Free Writing Prospectus

Filed pursuant to Rule 433

Issuer Free Writing Prospectus, dated February 7, 2012

Supplementing the Preliminary Prospectus Supplement, dated February 7, 2012

Registration No. 333-175791

 

 

HCA Inc.

$1,350,000,000 5.875% Senior Secured Notes due 2022 (the “Notes”)

 

 

Pricing Supplement

Pricing Supplement dated February 7, 2012 to HCA Inc.’s Preliminary Prospectus Supplement dated February 7, 2012. This Pricing Supplement is qualified in its entirety by reference to the Preliminary Prospectus Supplement. The information in this Pricing Supplement supplements the Preliminary Prospectus Supplement and supersedes the information in the Preliminary Prospectus Supplement to the extent it is inconsistent with the information in the Preliminary Prospectus Supplement. Financial information present in the Preliminary Prospectus Supplement is deemed to have changed to the extent affected by changes described herein. Capitalized terms used in this Pricing Supplement but not defined have the meanings given them in the Preliminary Prospectus Supplement.
══════════
■ Given request 1
What interest rate do the senior secured notes in the HCA pricing supplement carry?
■ Given request 2
Continue the HCA pricing supplement from its last sentence.

■ Source data
══════════
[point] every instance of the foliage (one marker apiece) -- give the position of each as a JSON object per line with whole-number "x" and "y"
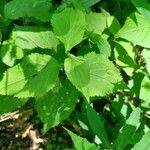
══════════
■ Answer 1
5.875%

■ Answer 2
 

Issuer

HCA Inc.

 

Aggregate Principal Amount

$1,350,000,000

 

Title of Security

5.875% Senior Secured Notes due 2022

 

Maturity

March 15, 2022

 

Spread to Treasury

+392 basis points

 

Benchmark Treasury

UST 7 1/4% due August 15, 2022

 

Coupon

5.875%

 

Public Offering Price

100% plus accrued interest, if any, from February 16, 2012

 

Yield to Maturity

5.875%

 

Interest Payment Dates

March 15 and September 15 of each year, beginning on September 15, 2012

 

Record Dates

March 1 and September 1 of each year

 

Gross Proceeds

$1,350,000,000


Underwriting Discount

1.125%

 

Net Proceeds to Issuer Before Expenses

$1,334,812,500

 

Optional Redemption (Make Whole Call)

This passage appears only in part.